::: EXTRACT PROVIDED

Tools and methods for constructing the Tree of Life

Environment Department, University of York, 19th and 20th December, 2016

If you wish to register a place on the workshop, please fill in this form.

Evolutionary history, or phylogeny, is the backbone of systematics and knowledge of phylogeny is essential in a variety of fields within evolutionary biology; such as macroevolution, palaeontology, evolutionary ecology, and conservation. Non-specialists are increasingly in need of large, inclusive phylogenies for which there are two main methods of construction: the supermatrix and the supertree. For both methods, the main issues are collecting, curating and processing the source data. The individual sources will have individual tips and character data that do not match other sources due to misspellings, synonyms, or use of higher-level taxa. How do you correct this for hundreds or thousands of data sources? How do you efficiently collate hundreds of data sources? Supertrees combine a number of these overlapping source trees (source data) to then create the “supertree”. In contrast supermatrices take primary information from characters (including genes or morphological characters) and combine them into a single, large matrix. Both methods can be cumbersome and time-consuming when creating large phylogenies. And, less obviously but no less vital, how do you even begin to visualise your output of 1000s tips in any meaningful way?

::::::
::: LISTED ENTRIES

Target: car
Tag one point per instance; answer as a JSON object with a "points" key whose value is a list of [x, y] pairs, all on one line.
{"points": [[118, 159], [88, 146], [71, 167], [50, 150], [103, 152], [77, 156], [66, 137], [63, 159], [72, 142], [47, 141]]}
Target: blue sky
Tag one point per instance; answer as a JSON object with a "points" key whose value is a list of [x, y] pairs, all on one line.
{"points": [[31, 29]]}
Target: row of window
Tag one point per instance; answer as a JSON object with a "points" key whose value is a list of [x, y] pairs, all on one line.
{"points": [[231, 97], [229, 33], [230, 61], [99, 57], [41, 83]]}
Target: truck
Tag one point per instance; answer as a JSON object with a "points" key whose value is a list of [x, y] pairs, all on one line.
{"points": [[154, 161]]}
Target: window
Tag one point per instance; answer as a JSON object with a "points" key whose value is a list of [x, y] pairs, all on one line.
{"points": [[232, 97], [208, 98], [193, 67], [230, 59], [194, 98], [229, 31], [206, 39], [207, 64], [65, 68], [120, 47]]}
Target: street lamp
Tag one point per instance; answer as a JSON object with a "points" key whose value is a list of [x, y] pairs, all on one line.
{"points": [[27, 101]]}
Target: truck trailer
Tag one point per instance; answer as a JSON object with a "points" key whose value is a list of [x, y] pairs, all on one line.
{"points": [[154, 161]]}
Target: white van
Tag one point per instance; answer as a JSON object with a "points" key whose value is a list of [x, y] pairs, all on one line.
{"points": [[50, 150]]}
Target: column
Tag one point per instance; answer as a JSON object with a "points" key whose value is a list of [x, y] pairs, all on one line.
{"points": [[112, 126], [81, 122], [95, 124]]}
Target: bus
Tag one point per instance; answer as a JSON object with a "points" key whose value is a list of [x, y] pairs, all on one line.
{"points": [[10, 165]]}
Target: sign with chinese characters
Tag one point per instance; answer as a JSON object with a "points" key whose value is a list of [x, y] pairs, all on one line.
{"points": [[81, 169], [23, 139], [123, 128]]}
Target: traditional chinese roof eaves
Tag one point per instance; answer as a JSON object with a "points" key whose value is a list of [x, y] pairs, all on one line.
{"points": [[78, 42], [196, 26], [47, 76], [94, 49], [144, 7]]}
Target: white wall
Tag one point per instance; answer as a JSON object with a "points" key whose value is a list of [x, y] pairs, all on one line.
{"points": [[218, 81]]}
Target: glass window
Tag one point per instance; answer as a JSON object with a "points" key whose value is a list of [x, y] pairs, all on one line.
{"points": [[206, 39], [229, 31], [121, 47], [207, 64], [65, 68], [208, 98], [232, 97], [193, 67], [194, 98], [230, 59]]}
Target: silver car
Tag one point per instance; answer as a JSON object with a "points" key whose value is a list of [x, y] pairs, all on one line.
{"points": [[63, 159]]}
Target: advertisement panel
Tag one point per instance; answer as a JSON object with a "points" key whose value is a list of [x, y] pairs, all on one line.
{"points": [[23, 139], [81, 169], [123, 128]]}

::::::

§ EXERCISE
Repeat the stretch of the Tree of Life workshop text above from "Tools and methods" through "in this form.", word for word.

§ SOLUTION TO THE EXERCISE
Tools and methods for constructing the Tree of Life

Environment Department, University of York, 19th and 20th December, 2016

If you wish to register a place on the workshop, please fill in this form.